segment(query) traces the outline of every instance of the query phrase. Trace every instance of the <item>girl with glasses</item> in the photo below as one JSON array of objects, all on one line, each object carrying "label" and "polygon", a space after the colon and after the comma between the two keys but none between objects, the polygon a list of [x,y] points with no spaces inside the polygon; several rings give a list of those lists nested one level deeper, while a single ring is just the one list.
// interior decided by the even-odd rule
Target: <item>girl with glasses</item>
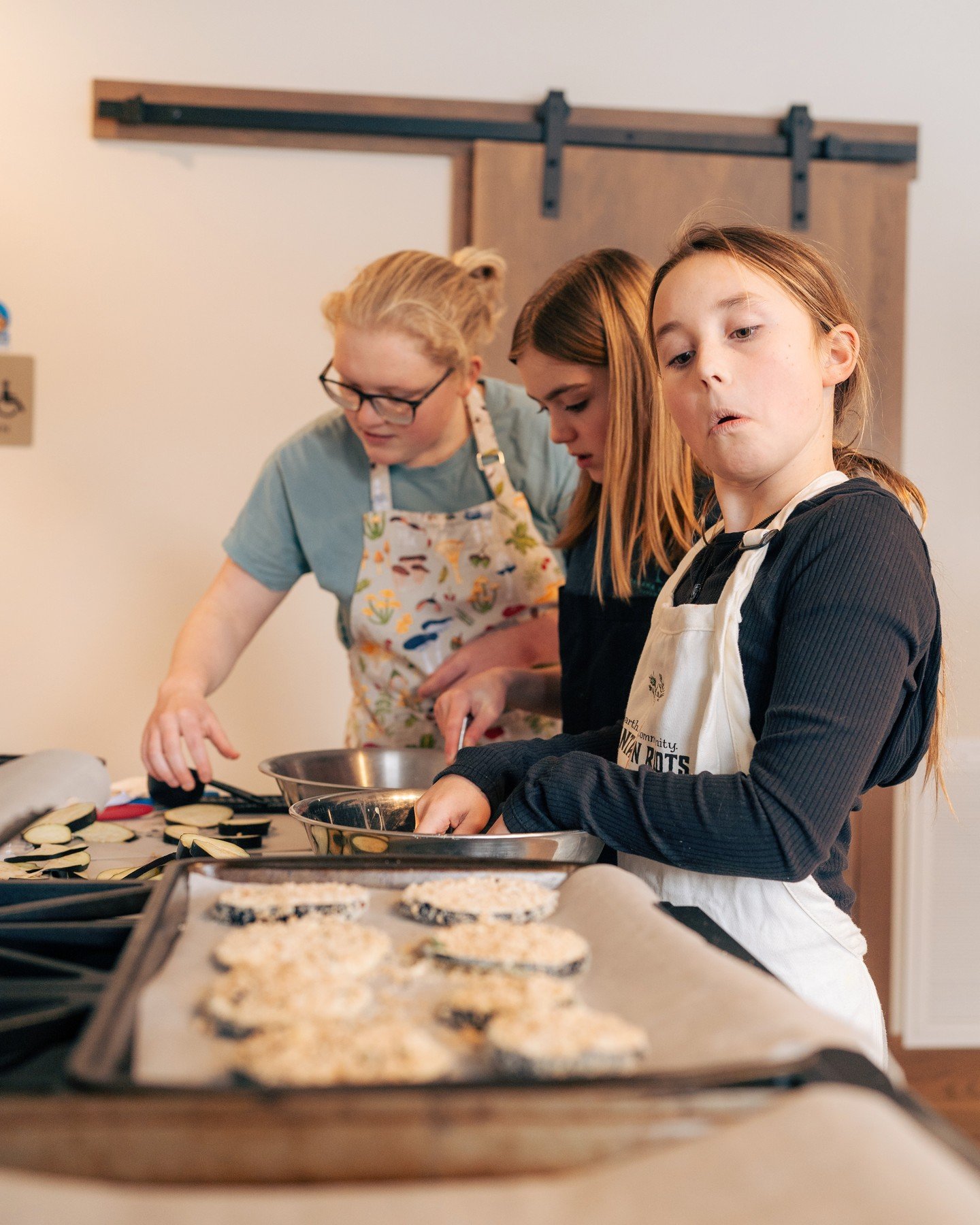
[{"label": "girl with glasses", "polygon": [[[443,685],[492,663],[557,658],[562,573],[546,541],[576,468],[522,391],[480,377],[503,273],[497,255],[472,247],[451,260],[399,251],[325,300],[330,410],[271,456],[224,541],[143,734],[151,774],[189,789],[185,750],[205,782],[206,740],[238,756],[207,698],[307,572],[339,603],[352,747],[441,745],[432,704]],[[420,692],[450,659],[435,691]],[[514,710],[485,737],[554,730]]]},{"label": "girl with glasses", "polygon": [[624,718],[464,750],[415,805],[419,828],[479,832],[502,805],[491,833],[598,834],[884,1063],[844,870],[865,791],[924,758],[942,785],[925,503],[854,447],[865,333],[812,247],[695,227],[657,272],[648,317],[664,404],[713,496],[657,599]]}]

+++

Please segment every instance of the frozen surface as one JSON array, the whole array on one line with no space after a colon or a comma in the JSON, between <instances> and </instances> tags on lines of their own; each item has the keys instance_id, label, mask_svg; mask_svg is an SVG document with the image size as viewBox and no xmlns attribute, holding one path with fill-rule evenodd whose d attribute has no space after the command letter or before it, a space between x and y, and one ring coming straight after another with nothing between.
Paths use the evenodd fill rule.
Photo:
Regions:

+++

*THE REQUEST*
Convert the material from the line containing "segment(query) traces the" through the line containing "the even-odd rule", both included, into a JSON list of strings with one string per line and no blank lines.

*TASK SOLUTION*
[
  "segment(query) traces the outline of every instance of the query phrase. Trace every instance of the <item>girl with glasses</item> in the photo below as one JSON array of objects, all on one line, each object carrying \"label\" and \"polygon\", a space after the colon and after the comma between the two keys but none between objects, the polygon a list of [x,y] points with no spaces inside the polygon; several rings give a list of those lists nested one level deeper, while a single ring is just the one list.",
  "// interior decided by the even-odd rule"
]